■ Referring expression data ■
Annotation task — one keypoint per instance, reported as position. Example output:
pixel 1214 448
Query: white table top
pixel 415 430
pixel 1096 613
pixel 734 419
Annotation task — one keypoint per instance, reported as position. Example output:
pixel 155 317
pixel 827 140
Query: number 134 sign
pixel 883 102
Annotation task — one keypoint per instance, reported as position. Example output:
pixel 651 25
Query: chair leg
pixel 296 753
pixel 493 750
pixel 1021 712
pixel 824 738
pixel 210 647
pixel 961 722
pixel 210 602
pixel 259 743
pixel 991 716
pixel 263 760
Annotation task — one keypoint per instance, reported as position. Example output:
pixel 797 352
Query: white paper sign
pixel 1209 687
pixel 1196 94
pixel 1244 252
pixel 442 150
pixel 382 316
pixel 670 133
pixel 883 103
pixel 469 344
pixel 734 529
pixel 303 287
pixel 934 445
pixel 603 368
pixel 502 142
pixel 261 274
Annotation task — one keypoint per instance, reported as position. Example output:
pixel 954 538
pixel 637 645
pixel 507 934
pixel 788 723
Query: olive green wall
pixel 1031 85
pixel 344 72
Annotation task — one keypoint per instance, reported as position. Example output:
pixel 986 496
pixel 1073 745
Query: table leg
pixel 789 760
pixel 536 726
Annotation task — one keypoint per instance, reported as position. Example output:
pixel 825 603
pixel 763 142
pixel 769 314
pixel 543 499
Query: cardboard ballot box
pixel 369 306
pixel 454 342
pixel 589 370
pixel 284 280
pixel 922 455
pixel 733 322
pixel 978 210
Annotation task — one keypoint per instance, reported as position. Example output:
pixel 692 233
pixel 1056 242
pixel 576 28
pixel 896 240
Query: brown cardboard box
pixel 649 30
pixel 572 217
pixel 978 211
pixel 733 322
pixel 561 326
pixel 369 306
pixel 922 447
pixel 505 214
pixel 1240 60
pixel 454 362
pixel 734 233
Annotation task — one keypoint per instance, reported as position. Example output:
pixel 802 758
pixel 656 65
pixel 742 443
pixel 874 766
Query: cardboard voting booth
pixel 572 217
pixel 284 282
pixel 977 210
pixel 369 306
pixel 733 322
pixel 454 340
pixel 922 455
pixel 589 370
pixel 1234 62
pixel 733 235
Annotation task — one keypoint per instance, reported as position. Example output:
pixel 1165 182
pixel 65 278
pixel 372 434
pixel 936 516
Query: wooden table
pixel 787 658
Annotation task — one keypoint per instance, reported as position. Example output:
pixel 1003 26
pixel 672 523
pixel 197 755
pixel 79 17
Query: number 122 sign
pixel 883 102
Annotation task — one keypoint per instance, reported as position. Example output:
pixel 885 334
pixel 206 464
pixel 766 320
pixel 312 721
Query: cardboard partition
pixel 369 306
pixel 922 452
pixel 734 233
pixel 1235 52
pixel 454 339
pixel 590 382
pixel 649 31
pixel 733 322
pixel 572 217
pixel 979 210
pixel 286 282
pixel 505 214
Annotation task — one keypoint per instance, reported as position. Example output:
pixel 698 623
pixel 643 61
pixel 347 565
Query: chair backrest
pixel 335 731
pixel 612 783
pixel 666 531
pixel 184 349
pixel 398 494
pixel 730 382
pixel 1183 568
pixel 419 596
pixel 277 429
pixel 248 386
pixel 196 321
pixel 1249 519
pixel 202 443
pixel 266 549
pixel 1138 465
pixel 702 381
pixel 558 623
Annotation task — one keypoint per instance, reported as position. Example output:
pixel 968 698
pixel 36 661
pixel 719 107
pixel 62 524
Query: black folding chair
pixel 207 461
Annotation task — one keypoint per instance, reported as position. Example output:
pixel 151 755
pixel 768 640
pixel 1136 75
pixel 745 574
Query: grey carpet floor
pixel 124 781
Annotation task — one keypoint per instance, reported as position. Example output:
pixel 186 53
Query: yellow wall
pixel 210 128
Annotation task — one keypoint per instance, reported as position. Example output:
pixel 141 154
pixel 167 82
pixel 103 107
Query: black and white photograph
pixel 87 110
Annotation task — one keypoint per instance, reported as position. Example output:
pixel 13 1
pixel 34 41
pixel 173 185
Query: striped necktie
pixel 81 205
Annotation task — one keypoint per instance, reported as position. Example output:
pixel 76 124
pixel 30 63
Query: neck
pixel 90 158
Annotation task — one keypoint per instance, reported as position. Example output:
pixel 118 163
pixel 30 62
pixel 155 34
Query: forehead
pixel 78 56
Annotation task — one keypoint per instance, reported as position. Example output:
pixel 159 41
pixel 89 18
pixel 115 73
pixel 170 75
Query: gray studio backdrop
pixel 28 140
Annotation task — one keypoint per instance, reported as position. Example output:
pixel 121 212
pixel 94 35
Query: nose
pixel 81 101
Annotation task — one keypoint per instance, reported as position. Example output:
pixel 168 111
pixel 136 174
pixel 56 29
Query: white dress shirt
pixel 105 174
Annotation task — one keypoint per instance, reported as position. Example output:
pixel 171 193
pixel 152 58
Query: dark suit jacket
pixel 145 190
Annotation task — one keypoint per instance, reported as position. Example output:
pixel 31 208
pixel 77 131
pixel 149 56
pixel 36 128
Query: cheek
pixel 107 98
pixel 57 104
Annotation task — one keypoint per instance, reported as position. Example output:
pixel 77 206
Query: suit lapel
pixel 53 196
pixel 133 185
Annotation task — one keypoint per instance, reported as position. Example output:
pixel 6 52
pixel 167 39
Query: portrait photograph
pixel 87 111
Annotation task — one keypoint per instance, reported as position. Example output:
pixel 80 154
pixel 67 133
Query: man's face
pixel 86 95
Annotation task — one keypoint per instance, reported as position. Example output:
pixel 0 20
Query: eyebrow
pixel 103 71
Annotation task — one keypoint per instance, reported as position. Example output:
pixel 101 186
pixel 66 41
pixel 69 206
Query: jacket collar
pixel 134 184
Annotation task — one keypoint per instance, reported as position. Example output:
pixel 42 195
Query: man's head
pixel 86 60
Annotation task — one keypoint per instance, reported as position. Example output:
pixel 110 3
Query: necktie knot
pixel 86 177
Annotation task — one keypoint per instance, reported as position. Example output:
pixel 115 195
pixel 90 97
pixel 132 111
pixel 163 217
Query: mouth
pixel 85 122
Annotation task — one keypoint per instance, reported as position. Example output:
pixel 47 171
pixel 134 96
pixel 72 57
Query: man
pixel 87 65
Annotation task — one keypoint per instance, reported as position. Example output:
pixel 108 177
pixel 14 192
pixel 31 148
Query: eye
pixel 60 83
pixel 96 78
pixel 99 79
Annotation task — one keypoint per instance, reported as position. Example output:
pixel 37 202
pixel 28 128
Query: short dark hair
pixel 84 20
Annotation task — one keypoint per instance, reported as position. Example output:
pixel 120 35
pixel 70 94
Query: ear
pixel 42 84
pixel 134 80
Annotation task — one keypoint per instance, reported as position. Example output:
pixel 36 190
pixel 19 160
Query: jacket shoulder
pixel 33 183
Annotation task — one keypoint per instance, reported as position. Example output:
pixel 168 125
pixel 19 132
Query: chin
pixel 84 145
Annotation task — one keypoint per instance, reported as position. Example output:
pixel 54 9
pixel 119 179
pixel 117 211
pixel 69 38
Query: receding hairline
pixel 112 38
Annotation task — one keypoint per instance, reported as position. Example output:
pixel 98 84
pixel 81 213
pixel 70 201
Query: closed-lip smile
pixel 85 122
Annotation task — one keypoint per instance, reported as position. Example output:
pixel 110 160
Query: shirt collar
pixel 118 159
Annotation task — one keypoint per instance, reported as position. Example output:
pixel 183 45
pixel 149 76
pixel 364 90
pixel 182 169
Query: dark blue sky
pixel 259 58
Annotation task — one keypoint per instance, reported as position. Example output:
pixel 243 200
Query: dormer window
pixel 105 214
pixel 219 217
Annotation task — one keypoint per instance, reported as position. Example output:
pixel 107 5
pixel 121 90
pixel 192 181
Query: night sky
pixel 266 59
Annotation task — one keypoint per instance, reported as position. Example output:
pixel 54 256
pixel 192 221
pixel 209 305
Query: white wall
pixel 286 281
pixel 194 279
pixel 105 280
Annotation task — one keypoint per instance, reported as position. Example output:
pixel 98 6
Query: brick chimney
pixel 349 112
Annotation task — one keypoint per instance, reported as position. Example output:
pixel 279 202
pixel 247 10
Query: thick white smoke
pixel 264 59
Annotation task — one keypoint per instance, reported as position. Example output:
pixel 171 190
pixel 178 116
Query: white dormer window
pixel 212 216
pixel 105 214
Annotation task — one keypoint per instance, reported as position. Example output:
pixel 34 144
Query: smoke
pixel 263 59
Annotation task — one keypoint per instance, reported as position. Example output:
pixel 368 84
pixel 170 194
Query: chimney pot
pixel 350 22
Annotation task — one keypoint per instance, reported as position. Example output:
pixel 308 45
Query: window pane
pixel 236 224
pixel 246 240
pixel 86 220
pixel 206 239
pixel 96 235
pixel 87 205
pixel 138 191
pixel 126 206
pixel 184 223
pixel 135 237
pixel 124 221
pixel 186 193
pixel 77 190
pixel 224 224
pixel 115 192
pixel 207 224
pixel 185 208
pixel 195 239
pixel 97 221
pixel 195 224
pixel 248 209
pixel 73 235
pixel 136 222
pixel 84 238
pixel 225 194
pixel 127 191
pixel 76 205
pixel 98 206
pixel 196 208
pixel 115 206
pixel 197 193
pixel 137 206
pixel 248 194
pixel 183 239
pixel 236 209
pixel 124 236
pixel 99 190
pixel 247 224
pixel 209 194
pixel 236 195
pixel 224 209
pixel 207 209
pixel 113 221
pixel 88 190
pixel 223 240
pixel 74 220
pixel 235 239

■ Brief ■
Reproduce the entries above exactly, but only the lines between the line holding "pixel 149 76" and the line holding "pixel 247 10", inclusive.

■ Result ■
pixel 149 76
pixel 364 90
pixel 182 169
Query: dark blue sky
pixel 259 58
Annotation task — one keypoint per instance, reported as position. Example output:
pixel 243 200
Query: dormer window
pixel 105 214
pixel 219 217
Annotation task — one keypoint per instance, reported as position. Example output:
pixel 107 5
pixel 121 90
pixel 192 181
Query: night sky
pixel 266 59
Annotation task — one keypoint per instance, reported as position. Example output:
pixel 54 256
pixel 192 221
pixel 209 305
Query: white wall
pixel 286 281
pixel 194 279
pixel 105 280
Annotation task — one keypoint per instance, reported as position. Example output:
pixel 98 6
Query: brick chimney
pixel 349 112
Annotation task — one keypoint per instance, reported as position. Example output:
pixel 279 202
pixel 247 10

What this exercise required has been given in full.